_Goal of the exercise:_
Using the data that follows, return exactly the lines from the one that contains "Where can you spot the ear" through the one that contains "Where can you spot the distant", ends included.

_Supplied entries:_
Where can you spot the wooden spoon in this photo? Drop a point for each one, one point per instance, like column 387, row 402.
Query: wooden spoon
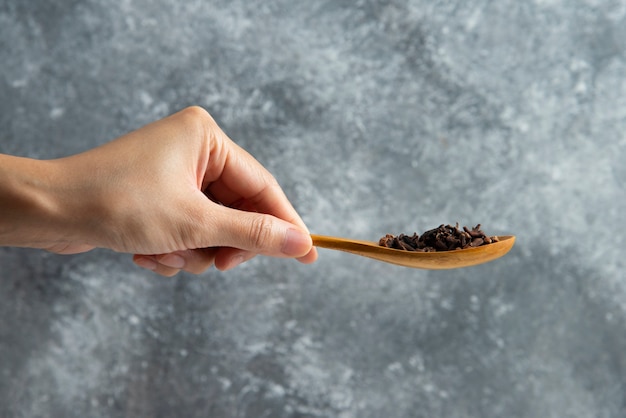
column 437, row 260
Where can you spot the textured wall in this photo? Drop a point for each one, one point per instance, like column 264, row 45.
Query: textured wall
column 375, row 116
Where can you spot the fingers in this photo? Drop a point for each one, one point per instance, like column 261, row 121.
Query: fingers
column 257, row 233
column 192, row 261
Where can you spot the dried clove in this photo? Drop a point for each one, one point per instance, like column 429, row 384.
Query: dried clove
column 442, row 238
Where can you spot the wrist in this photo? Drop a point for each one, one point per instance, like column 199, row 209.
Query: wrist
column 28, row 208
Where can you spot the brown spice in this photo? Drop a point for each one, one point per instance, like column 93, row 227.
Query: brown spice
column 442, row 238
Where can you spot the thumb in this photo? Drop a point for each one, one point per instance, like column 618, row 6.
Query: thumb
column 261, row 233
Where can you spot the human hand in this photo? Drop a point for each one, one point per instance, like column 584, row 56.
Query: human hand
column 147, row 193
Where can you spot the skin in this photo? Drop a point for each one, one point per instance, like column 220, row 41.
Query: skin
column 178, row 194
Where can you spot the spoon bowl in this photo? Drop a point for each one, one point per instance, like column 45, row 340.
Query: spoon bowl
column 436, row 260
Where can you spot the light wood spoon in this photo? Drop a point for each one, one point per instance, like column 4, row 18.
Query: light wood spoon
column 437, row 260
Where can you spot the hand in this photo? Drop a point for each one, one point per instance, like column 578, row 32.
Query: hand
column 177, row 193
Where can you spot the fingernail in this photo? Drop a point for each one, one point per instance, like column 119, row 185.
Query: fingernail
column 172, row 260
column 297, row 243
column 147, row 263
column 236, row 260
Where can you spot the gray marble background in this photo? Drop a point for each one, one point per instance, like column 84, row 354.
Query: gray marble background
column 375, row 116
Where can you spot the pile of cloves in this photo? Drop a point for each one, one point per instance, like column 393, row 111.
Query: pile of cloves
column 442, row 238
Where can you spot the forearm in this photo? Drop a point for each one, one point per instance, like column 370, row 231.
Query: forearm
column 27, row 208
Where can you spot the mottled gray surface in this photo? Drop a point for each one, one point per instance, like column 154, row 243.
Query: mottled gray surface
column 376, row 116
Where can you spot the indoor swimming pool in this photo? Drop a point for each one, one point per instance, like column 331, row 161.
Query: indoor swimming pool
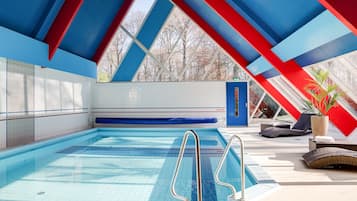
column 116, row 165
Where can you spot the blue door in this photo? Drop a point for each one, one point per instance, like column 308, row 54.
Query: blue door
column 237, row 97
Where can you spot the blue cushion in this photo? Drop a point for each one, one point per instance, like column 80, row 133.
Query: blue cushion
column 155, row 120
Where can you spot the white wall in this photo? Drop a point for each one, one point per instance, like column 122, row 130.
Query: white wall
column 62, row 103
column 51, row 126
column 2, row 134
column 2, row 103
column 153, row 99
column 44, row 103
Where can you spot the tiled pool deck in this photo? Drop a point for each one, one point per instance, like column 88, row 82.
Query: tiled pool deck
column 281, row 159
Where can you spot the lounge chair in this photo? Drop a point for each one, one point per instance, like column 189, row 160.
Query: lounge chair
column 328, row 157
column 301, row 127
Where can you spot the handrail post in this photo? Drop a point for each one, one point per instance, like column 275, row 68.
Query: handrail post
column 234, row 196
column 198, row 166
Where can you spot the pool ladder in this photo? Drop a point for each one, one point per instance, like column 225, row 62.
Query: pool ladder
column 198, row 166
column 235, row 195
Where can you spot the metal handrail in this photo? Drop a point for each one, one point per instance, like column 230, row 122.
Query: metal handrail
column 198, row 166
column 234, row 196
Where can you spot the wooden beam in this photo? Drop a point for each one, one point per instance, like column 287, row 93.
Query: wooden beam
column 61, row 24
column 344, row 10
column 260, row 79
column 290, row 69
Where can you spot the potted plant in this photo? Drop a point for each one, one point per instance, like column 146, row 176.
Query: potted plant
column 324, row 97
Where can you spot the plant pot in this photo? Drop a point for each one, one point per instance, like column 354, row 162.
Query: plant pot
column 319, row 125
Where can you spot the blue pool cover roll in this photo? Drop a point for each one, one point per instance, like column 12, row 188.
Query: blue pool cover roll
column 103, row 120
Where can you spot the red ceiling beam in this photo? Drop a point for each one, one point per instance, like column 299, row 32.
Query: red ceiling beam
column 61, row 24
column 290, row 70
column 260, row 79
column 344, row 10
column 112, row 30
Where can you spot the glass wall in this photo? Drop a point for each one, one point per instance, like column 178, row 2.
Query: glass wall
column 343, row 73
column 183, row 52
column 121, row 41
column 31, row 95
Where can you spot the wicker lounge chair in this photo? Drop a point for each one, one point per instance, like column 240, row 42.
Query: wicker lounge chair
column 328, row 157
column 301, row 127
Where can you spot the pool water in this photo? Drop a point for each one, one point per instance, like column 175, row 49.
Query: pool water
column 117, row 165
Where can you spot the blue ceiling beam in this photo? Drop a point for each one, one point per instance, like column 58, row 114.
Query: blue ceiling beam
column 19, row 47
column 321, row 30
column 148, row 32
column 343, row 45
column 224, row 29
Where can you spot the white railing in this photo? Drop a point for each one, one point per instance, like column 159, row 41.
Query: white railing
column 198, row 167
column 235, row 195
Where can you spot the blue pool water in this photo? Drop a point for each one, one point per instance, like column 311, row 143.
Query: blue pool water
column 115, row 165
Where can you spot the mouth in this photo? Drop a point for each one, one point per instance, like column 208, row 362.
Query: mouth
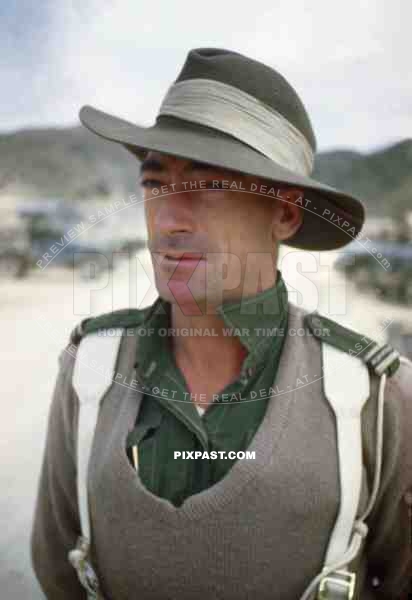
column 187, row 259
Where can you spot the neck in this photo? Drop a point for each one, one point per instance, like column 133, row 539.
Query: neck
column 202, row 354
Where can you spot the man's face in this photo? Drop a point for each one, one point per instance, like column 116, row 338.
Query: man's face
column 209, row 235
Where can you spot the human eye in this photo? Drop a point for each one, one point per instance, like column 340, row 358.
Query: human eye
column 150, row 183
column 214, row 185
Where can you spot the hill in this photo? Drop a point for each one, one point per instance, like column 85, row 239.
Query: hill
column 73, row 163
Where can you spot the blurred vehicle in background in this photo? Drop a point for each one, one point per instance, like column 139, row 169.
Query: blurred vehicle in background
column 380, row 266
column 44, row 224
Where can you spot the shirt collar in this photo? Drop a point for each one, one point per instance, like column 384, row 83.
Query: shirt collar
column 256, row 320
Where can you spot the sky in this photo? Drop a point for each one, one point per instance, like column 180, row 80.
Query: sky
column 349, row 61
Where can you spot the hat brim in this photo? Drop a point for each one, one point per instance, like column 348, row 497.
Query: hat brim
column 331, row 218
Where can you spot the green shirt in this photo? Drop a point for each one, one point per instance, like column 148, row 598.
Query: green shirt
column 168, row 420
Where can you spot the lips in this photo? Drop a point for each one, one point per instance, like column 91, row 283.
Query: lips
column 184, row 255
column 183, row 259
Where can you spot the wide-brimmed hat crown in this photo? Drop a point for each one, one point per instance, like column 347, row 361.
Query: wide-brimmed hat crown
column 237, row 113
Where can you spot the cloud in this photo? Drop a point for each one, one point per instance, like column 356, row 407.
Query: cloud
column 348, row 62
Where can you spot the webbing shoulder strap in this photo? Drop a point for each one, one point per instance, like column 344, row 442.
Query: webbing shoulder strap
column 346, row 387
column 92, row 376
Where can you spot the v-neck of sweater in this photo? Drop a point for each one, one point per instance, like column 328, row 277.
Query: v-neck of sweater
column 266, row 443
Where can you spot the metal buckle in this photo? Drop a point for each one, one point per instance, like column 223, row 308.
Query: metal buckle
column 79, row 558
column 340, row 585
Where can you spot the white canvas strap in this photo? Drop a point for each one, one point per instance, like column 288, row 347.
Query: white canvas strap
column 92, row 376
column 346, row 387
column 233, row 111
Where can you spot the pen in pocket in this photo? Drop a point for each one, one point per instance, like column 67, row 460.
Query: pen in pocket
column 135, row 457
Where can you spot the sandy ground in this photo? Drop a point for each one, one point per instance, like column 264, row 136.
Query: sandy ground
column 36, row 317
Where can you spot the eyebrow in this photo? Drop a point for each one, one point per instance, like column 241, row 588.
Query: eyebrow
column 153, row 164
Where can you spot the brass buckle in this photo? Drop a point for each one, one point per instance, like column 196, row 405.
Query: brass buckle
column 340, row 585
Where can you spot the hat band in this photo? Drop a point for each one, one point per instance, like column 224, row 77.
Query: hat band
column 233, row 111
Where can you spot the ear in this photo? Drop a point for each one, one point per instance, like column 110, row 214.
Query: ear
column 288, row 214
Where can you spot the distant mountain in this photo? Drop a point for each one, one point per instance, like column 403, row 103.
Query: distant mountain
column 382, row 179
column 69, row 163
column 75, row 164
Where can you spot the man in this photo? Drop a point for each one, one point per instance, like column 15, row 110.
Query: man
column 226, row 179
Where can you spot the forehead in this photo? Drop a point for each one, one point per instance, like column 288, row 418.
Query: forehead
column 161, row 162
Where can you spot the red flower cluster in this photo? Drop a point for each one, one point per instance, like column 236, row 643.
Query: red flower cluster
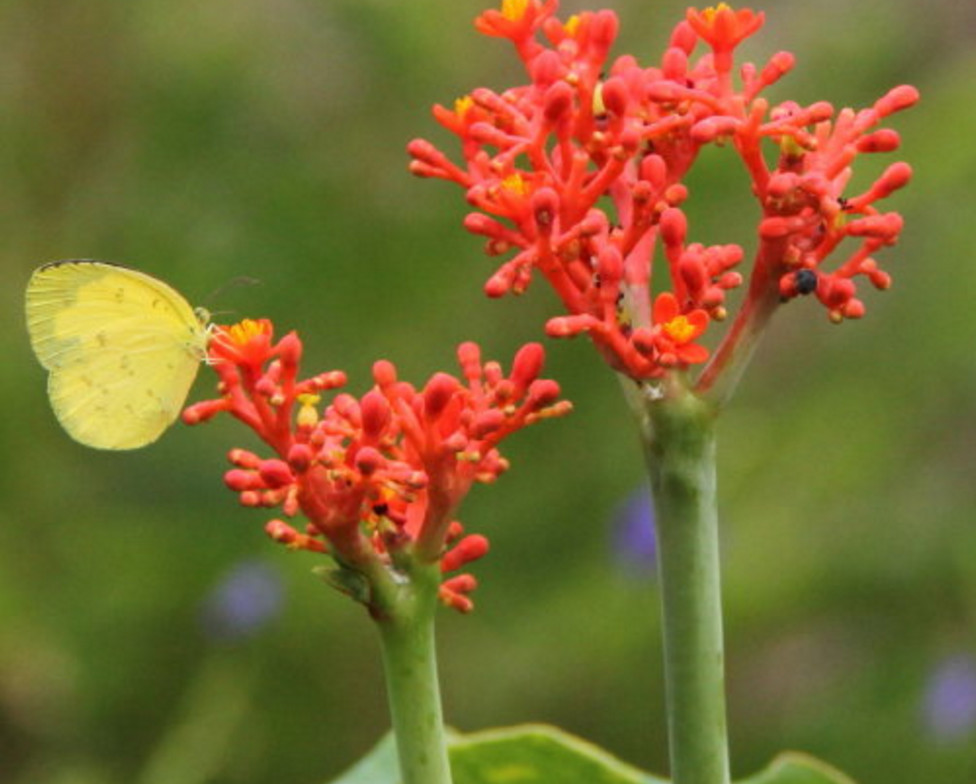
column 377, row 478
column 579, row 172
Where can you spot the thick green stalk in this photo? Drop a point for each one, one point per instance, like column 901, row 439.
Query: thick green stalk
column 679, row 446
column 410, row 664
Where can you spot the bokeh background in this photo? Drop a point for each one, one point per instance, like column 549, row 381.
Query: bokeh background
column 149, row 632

_Exercise output:_
Where can you spot the ear in this photo? Drop a point for each one, one point per instance, like column 110, row 214.
Query: ear
column 288, row 214
Where can you spot the distant mountain in this photo? Drop a point for each one, one point per instance, like column 403, row 103.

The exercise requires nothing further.